AUFGABEN:
1. Schreib aus den Filmkritiken alle Bezeichnungen für Tony Stark heraus, die in dem Satz stehen, der mit „Ein genialer Erfinder“ anfängt.
2. Gib den Teil der Filmkritiken von „Seine Cleverness spielt“ bis einschließlich „des bisherigen Kinojahres.“ wieder und tausche dabei „Ensemble“ gegen „Schauspielteam“ aus.

LESETEXT:

::::::::::

Seine Cleverness spielt der Film bisweilen zum eigenen Schaden voll aus, unterminiert sie doch die Glaubwürdigkeit der finalen Wendungen. Das bestens aufgelegte Ensemble und die originelle Umsetzung trösten über diese Schwächen jedoch mühelos hinweg und machen Brügge sehen und… sterben? zu einer echten Überraschung des bisherigen Kinojahres.

Iron Man (USA 2008)

Wer meint, E-Gitarren seien in den spießigen Comicverfilmungen unserer Zeit sträflich unterrepräsentiert, sollte sich Jon Favreaus Iron Man ansehen. Während sein Spinnenkumpan zuweilen im melodramatischen Emogesülz unterzugehen droht, ist Tony Starks Superheldendasein purer Rock’n’Roll. Stände ihm nicht seine Rüstung zur Verfügung, würde Stark seine jeweiligen megalomanischen Gegner wohl einfach unter den Tisch trinken. Eine Revolution des Genres ist Iron Man deswegen noch lange nicht. Spätestens nach ein halben Stunde ist der mitdenkende Zuschauer in der Lage, den Plot der nächsten 90 Minuten herbeizubeten, trotz allem erfüllt der Film seine wichtigste Aufgabe bestens: Er unterhält. Wie könnte er auch scheitern mit einer Figur wie Tony Stark (Robert Downey Jr.) im Spotlight? Ein genialer Erfinder, ein Milliardär, ein exzentrischer Playboy, ein Waffenhändler. Dieser Lord of War des Marvel-Universums ist gerade dabei, einen Deal mit den US-Streitkräften abzuschließen, als er in Afghanistan von Terroristen entführt wird.

::::::::::

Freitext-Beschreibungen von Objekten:

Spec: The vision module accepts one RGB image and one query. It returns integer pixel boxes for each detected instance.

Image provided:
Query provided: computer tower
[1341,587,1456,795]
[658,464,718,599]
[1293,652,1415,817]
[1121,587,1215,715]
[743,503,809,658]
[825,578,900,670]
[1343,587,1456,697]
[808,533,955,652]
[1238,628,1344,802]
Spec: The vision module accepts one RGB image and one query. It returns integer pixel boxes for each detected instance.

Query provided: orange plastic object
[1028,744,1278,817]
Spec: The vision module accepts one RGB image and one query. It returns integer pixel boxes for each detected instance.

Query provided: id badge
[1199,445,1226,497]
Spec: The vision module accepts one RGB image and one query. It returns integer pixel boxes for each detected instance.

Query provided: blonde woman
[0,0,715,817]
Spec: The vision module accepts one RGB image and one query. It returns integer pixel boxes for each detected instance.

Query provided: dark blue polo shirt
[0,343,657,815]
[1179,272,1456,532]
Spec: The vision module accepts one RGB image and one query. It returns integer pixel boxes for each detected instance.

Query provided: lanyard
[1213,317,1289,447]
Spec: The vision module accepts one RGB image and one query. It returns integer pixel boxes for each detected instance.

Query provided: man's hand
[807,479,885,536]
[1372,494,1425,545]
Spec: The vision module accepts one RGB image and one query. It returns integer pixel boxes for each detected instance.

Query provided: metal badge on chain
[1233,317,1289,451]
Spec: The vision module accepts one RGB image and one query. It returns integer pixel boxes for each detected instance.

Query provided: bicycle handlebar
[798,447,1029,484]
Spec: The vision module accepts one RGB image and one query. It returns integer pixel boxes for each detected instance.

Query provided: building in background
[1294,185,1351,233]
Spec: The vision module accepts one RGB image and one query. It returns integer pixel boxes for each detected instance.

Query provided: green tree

::::::::::

LÖSUNGEN:
1. ein genialer Erfinder, ein Milliardär, ein exzentrischer Playboy, ein Waffenhändler

2.
Seine Cleverness spielt der Film bisweilen zum eigenen Schaden voll aus, unterminiert sie doch die Glaubwürdigkeit der finalen Wendungen. Das bestens aufgelegte Schauspielteam und die originelle Umsetzung trösten über diese Schwächen jedoch mühelos hinweg und machen Brügge sehen und… sterben? zu einer echten Überraschung des bisherigen Kinojahres.